▶ **GIVEN PASSAGE**:
** Start **

# kidding stalls



## countryboy (Dec 7, 2008)

Can ya'll pro's tell me what size ya'lls are? If ya'll had to do it again what size would they be?


----------



## StaceyRosado (Oct 5, 2007)

for minis I have 4foot by 6foot and that is a good size


----------



## countryboy (Dec 7, 2008)

Thank you mam.


----------



## liz (Oct 5, 2007)

Mine are 4x5 , and plenty room for mom and multiples but not so much the kids get "lost"


----------



## Jenna (Jan 7, 2009)

I am not sure but I think mine are 4x6 . The only thing I had a problem with is it was a tight fit to swing the pitch fork out of the stall and into the wheelbarrow, but maybe that is just me.


----------



## capriola-nd (Jul 6, 2008)

We have various sizes at the farm but they are pretty large, one is probably about 6x8 the other is 8x8 and they can both be opened up and let out into a larger stall (when the kids are older) the larger stall is about 10x10.

At home (in our "bitty" 8x12 barn) we have stalls that are 4x4. Usually when we have does kidding, they get the whole barn.

I like a 4 or 5x6 stall, that's a good size.


----------



## Steph (May 7, 2009)

Mine is 6'x8' and has plenty of room.


----------



## sweetgoats (Oct 18, 2007)

Mine are about 6 x 6. Some a little larger others a little smaller. 

What kind of goats do you have?


----------

** End **

▶ **EXERCISE A**:
From the thread on kidding stalls, extract the passage that begins at "I am not sure" and ends after "is about 10x10.".

▶ **MATERIAL SUPPLIED**:
** Start **

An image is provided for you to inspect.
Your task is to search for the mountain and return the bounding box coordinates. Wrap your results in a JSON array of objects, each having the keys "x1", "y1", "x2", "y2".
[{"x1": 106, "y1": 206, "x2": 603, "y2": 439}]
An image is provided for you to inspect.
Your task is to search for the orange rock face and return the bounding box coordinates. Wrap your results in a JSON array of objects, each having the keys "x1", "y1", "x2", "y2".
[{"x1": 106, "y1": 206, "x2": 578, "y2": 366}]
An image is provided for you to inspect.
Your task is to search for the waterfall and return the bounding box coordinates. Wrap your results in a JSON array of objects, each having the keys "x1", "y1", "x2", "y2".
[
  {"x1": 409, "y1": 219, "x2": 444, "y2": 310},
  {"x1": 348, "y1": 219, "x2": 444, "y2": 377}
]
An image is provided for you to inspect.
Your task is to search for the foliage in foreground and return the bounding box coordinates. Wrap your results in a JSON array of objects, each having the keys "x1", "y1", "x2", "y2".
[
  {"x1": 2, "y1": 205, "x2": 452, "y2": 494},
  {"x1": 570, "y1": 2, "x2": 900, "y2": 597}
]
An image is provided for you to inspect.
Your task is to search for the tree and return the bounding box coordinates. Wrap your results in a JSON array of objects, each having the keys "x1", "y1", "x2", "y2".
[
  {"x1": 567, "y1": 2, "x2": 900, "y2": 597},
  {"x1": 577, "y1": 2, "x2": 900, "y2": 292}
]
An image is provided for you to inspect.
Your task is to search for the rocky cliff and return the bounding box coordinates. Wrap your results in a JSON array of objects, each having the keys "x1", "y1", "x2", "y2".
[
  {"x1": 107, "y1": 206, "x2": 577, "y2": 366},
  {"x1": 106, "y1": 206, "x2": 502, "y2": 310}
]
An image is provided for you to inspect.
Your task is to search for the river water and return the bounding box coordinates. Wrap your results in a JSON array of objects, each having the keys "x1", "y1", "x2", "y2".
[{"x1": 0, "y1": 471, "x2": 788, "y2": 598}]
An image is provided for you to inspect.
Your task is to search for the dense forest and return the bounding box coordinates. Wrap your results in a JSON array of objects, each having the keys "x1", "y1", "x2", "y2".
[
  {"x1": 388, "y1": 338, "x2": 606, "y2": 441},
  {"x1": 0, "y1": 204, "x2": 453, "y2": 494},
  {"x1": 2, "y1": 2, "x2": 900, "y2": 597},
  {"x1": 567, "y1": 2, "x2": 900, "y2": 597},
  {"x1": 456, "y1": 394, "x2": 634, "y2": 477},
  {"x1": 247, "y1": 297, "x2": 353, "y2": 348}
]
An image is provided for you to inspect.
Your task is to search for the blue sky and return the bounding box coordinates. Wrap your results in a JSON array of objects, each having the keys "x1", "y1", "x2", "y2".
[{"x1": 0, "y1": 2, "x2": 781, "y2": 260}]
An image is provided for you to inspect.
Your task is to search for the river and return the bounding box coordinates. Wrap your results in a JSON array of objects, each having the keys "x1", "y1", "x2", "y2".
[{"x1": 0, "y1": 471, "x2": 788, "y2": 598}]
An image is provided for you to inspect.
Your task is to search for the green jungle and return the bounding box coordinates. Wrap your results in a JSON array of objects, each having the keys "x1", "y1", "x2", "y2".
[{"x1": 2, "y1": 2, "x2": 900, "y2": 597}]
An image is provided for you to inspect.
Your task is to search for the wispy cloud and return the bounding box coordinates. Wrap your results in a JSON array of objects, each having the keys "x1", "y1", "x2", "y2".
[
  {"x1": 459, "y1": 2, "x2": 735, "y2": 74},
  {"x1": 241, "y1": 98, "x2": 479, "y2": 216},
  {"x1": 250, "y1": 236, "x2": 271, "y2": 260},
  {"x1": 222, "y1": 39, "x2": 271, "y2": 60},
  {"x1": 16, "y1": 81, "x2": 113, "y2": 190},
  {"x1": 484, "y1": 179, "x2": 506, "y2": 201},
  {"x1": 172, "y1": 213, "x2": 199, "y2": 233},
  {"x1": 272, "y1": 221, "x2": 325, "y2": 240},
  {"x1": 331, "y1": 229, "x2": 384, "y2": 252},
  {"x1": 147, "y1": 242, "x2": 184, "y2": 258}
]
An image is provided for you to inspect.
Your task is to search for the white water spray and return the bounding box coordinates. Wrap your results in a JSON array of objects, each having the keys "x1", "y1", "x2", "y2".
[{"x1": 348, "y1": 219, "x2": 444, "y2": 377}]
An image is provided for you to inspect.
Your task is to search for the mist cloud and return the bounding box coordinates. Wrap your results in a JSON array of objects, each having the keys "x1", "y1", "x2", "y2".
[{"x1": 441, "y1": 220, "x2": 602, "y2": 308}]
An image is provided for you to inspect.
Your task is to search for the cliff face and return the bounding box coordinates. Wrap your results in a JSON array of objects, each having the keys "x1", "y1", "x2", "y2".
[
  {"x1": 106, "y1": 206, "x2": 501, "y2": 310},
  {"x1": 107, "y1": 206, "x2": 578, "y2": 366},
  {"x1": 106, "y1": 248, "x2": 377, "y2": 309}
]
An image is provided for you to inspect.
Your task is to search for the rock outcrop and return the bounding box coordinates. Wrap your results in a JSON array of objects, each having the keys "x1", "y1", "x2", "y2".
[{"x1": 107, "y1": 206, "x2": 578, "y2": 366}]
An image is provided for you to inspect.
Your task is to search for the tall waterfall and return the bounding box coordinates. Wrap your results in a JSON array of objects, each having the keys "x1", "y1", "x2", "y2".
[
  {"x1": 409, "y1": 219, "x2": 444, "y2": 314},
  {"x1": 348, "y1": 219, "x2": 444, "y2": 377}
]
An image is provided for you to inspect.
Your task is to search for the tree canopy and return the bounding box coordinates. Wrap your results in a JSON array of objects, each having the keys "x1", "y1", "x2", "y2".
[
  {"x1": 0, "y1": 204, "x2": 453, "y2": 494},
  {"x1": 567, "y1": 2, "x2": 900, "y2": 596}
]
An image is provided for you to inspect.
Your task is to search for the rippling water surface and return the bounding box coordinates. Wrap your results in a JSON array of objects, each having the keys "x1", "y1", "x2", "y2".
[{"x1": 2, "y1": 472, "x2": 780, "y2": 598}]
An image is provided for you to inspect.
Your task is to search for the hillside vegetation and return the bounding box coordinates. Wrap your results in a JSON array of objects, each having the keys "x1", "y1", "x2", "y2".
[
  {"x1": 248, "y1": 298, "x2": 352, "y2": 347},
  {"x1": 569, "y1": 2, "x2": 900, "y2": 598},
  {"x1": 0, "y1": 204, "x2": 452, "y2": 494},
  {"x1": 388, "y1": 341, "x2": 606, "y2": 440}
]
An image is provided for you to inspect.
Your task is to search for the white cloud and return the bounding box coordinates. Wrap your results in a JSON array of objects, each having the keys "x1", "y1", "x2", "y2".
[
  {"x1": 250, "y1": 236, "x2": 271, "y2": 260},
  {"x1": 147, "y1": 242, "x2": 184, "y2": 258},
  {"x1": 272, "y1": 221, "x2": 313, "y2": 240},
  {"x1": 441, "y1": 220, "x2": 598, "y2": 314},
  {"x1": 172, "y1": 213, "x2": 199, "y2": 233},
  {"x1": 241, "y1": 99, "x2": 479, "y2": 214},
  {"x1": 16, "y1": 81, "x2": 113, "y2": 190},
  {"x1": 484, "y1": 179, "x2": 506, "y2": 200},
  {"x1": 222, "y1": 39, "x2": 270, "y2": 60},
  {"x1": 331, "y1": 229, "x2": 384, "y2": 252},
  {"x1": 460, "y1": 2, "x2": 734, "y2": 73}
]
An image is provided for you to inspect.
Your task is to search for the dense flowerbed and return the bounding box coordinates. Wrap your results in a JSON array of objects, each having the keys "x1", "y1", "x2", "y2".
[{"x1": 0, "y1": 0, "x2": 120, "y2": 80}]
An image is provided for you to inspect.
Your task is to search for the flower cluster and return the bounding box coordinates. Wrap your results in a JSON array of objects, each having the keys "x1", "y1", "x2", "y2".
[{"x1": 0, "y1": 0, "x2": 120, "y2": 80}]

** End **
** Start **

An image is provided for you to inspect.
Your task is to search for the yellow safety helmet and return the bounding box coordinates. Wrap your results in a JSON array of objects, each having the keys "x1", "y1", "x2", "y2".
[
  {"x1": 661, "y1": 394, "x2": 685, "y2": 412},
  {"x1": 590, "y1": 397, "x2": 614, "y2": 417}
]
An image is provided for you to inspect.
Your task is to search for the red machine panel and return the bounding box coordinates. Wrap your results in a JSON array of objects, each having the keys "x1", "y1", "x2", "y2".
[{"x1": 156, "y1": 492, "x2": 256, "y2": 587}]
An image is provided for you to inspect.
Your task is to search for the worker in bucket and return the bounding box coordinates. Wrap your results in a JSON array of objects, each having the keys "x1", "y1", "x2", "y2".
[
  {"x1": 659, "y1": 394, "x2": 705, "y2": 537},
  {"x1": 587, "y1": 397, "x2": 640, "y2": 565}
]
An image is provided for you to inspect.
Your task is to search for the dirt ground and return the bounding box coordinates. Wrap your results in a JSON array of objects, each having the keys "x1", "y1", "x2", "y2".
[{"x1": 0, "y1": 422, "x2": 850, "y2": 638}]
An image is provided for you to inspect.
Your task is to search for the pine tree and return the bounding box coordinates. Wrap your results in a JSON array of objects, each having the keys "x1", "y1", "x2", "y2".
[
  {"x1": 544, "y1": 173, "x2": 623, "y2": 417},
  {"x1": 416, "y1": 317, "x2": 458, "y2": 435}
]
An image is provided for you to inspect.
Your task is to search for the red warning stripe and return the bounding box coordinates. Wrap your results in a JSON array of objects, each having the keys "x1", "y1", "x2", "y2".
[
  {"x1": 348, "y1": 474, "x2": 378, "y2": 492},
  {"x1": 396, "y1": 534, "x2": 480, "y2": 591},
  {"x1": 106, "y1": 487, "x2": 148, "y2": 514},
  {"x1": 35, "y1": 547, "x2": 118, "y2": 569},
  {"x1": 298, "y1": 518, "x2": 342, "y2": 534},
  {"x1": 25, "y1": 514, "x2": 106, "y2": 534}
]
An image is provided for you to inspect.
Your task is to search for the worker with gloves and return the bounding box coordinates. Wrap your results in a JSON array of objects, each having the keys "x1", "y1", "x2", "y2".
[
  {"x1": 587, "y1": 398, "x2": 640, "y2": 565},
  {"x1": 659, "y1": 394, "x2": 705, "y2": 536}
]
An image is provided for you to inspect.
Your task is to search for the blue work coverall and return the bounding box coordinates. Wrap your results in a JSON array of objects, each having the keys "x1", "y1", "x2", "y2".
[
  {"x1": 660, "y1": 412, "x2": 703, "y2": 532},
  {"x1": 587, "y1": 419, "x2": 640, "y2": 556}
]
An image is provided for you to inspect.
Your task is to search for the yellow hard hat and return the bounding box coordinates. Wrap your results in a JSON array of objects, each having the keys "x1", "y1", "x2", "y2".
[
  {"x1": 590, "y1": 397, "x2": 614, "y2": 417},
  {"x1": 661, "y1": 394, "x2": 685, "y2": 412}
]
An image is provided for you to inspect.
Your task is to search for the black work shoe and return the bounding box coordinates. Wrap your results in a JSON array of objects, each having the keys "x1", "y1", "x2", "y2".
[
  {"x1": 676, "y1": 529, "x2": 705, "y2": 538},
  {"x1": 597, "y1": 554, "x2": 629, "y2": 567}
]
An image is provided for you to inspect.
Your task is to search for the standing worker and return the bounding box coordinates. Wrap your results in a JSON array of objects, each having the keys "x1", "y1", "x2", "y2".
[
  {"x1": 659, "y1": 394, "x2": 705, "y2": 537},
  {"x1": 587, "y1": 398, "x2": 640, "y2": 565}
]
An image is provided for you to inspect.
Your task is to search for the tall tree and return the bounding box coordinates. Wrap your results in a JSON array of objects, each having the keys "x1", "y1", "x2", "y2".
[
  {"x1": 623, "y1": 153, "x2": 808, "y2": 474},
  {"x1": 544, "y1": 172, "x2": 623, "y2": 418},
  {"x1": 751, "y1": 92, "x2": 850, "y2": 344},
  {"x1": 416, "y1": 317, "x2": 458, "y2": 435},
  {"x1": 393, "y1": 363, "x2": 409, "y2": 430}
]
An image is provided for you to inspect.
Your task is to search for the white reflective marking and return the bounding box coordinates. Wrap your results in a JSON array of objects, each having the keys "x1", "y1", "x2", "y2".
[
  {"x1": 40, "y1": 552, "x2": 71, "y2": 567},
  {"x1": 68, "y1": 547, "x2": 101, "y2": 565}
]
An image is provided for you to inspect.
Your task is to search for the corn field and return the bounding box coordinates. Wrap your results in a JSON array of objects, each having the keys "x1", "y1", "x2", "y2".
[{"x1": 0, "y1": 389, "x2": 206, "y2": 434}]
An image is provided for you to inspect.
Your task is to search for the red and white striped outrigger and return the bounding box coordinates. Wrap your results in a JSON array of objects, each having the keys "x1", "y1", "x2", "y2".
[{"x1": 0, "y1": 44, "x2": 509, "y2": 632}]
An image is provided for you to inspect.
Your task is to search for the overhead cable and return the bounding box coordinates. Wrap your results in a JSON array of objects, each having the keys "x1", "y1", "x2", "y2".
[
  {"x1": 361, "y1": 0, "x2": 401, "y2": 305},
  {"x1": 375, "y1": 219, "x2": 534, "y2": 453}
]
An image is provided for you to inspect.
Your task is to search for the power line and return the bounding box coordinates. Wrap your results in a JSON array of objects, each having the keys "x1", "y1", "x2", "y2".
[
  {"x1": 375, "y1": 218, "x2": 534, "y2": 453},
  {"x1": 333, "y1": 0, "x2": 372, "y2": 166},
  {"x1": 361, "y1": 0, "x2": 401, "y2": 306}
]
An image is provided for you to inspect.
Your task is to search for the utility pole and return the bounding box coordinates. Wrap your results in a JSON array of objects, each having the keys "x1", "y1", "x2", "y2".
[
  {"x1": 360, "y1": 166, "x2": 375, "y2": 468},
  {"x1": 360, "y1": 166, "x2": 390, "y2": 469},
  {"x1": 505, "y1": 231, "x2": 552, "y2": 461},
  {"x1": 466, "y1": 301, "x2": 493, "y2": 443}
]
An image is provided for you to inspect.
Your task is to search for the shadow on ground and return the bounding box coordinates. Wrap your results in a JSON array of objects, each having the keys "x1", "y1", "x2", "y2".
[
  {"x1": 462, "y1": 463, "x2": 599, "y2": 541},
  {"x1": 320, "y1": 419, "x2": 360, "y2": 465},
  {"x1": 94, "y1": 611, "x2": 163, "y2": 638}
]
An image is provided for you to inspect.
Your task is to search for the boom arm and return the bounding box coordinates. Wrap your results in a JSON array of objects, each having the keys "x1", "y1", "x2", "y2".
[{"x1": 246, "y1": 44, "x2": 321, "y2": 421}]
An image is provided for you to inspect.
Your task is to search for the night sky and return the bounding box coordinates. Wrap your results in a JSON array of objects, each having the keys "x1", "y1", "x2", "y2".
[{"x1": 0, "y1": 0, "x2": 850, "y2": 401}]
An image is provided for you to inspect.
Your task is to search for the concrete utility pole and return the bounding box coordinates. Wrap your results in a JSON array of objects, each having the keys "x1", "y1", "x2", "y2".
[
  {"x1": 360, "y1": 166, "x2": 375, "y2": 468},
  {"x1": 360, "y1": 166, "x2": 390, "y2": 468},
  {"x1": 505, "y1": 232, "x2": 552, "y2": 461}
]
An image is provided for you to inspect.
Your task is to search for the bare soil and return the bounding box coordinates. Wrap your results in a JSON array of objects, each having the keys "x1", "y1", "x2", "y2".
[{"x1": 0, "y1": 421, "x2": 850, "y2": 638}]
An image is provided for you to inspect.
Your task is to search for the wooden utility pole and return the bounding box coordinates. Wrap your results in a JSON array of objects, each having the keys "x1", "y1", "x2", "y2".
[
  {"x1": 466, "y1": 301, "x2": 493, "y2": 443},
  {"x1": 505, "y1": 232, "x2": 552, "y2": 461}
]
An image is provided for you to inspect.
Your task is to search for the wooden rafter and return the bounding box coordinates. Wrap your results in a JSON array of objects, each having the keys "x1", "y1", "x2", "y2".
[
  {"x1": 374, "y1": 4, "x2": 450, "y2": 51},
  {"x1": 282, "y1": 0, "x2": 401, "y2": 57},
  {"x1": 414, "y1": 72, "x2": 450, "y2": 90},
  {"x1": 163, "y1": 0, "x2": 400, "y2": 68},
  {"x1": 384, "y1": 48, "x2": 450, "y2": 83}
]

** End **

▶ **EXERCISE B**:
Find every line in the entries that contains the word "blue", and copy each one out.

▶ **PROBLEM SOLUTION A**:
I am not sure but I think mine are 4x6 . The only thing I had a problem with is it was a tight fit to swing the pitch fork out of the stall and into the wheelbarrow, but maybe that is just me.


----------



## capriola-nd (Jul 6, 2008)

We have various sizes at the farm but they are pretty large, one is probably about 6x8 the other is 8x8 and they can both be opened up and let out into a larger stall (when the kids are older) the larger stall is about 10x10.

▶ **PROBLEM SOLUTION B**:
Your task is to search for the blue sky and return the bounding box coordinates. Wrap your results in a JSON array of objects, each having the keys "x1", "y1", "x2", "y2".
Your task is to search for the blue work coverall and return the bounding box coordinates. Wrap your results in a JSON array of objects, each having the keys "x1", "y1", "x2", "y2".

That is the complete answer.